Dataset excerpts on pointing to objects
+-------+
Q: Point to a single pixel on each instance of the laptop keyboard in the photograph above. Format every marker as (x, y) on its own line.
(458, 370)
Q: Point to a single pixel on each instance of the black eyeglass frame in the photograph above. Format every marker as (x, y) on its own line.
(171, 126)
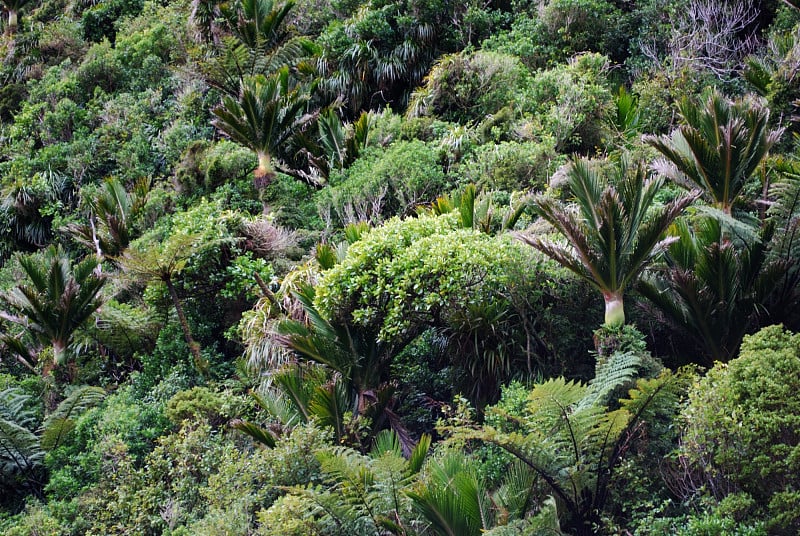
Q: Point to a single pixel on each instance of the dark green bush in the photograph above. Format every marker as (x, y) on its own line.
(511, 166)
(99, 20)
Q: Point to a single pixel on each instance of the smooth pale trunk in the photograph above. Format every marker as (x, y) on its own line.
(263, 175)
(615, 310)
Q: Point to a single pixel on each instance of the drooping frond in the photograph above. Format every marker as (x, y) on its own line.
(451, 498)
(612, 373)
(717, 148)
(20, 451)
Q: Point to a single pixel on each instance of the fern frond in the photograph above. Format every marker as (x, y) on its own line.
(59, 423)
(619, 369)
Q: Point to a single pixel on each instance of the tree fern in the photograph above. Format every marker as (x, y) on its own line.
(62, 420)
(20, 451)
(572, 442)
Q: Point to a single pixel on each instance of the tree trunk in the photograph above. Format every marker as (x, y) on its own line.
(615, 310)
(263, 174)
(199, 362)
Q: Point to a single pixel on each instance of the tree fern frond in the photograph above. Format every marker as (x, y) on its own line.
(619, 369)
(62, 420)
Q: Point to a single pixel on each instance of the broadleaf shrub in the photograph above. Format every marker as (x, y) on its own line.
(743, 427)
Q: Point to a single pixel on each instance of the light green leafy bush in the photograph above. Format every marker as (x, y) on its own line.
(569, 102)
(743, 427)
(555, 30)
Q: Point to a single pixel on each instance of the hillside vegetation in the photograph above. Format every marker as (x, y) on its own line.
(389, 267)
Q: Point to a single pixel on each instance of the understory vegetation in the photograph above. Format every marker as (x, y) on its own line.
(327, 267)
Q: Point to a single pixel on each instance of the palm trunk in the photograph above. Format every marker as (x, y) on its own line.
(199, 362)
(615, 310)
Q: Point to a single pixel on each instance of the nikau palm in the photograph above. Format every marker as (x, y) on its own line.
(57, 298)
(614, 229)
(717, 289)
(718, 147)
(266, 114)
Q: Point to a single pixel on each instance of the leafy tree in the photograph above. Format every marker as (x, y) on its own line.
(411, 275)
(360, 363)
(57, 298)
(267, 112)
(741, 431)
(719, 146)
(614, 230)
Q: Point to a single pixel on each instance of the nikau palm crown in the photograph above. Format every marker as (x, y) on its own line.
(718, 148)
(613, 228)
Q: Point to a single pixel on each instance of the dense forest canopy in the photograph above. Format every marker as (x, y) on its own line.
(412, 267)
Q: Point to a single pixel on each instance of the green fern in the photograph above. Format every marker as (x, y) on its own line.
(572, 442)
(366, 494)
(619, 369)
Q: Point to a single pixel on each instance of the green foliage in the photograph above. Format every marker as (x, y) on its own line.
(561, 29)
(109, 230)
(55, 301)
(565, 434)
(199, 404)
(410, 275)
(715, 288)
(741, 427)
(267, 112)
(467, 87)
(613, 233)
(567, 104)
(719, 146)
(99, 20)
(367, 492)
(511, 166)
(384, 183)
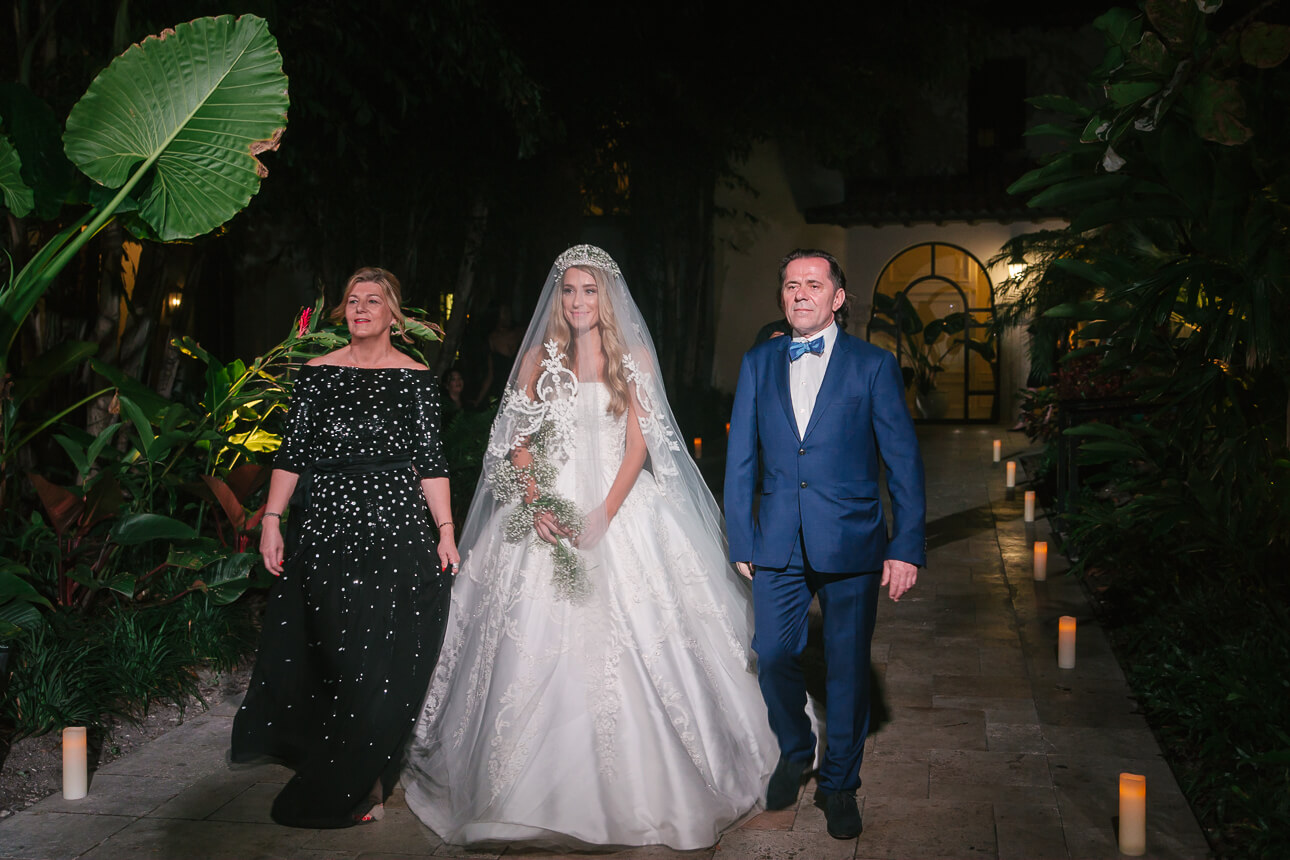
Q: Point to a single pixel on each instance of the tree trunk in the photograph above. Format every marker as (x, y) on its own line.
(107, 326)
(462, 295)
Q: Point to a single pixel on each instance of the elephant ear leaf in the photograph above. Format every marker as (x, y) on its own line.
(17, 197)
(194, 106)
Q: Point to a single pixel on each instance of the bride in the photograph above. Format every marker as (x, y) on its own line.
(595, 684)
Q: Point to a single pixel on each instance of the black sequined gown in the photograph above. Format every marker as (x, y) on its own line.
(355, 622)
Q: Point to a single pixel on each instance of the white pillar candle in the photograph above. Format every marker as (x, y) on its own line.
(1066, 642)
(75, 774)
(1133, 814)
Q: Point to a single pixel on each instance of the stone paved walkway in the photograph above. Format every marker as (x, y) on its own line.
(983, 747)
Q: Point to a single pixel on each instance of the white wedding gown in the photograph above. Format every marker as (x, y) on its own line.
(627, 717)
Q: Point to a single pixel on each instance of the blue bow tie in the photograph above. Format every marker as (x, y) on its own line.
(799, 348)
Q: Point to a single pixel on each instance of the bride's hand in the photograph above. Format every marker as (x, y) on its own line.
(548, 527)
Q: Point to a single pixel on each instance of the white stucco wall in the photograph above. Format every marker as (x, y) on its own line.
(764, 223)
(768, 224)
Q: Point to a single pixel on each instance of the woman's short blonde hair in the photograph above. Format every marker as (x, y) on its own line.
(390, 290)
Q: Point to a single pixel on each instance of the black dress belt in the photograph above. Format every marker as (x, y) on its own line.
(301, 497)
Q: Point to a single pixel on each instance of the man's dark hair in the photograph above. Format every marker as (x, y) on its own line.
(835, 273)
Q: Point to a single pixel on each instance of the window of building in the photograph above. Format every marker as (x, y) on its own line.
(946, 379)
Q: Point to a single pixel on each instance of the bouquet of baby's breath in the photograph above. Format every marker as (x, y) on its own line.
(511, 485)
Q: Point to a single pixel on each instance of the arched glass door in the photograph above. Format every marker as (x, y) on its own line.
(928, 303)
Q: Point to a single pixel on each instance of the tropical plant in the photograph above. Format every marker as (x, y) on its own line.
(1174, 275)
(169, 134)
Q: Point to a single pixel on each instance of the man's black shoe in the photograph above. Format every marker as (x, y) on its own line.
(841, 815)
(784, 783)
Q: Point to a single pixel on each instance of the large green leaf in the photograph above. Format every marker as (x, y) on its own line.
(36, 134)
(18, 199)
(199, 103)
(141, 527)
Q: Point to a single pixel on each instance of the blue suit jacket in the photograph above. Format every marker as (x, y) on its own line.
(824, 484)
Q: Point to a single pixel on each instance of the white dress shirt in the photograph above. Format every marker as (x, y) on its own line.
(806, 375)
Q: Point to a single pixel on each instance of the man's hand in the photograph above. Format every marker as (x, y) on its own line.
(899, 576)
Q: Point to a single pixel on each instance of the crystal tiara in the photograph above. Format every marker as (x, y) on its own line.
(587, 255)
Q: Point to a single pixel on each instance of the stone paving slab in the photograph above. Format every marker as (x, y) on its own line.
(982, 747)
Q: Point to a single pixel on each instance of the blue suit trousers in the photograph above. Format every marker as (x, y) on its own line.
(849, 604)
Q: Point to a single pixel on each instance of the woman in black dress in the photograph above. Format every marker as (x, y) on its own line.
(356, 618)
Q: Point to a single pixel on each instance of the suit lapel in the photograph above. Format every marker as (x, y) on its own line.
(832, 383)
(779, 370)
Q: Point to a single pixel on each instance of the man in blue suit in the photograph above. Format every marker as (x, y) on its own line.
(818, 410)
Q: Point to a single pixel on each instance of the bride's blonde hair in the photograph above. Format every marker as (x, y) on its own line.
(612, 344)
+-------+
Could you rewrite the part of the records that opens with the line containing "of the large" and runs through the end of the records as a numbered list, with blank lines left out?

▸ **RESULT FOR THIS EXERCISE**
1. Q: Point to a single pixel on each instance of the large green leaf in the photograph above. Format every marker as (x, y) on its own line.
2. (36, 134)
3. (18, 199)
4. (199, 103)
5. (141, 527)
6. Q: Point to a single pixel on each instance of the blue suit jacket in the photograph above. Format every marker as (x, y) on its own line.
7. (824, 484)
8. Q: Point to a single pixel on each instance of the white dress shirt in the photograph above. Format every marker as (x, y) on its own line.
9. (806, 375)
10. Q: Point to a single pixel on each instance of the man's hand in the photograph above. Format every marker as (x, y) on its own line.
11. (899, 576)
12. Q: Point to a single pixel on each instance of the crystal tiara in the photograph above. Format every marker as (x, y) on its own line.
13. (587, 255)
14. Q: Point to a single pixel on each instance of the stone paving slab in the photograph above. Format every marker as (x, y) on its own line.
15. (982, 747)
16. Q: Point to a single pixel on each instance of the blue suit trousers in the photograph above. Format every marker as (x, y) on its own line.
17. (849, 604)
18. Q: Point to a single pixel on each instance of the woman in black dress in the photograph above. Format every marker as (x, y) on its own line.
19. (356, 618)
20. Q: Point to a single pixel on each instance of the suit lapel in the photograph above. Format every marker as (x, y) on its own line.
21. (832, 383)
22. (779, 370)
23. Q: Point to a single pixel on each instance of the man in blue suit in the photograph above. Format every marker as (x, y) on its own line.
24. (818, 410)
25. Q: Point to a single pixel on each instance of the bride's blonde hair in the photograph above. Format every marker as (x, y) on its own line.
26. (612, 344)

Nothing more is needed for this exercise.